● Work order: Print out the entries that follow exactly, missing none.

** Opening Input for this task block **

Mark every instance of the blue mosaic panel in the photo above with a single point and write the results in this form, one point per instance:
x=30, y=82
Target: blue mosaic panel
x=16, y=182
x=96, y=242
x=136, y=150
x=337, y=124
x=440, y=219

** Closing Input for this task block **

● Task answer:
Mark every instance of the blue mosaic panel in the photo above with a single point and write the results in this form, one point per instance:
x=30, y=82
Target: blue mosaic panel
x=16, y=182
x=96, y=242
x=136, y=150
x=337, y=124
x=440, y=219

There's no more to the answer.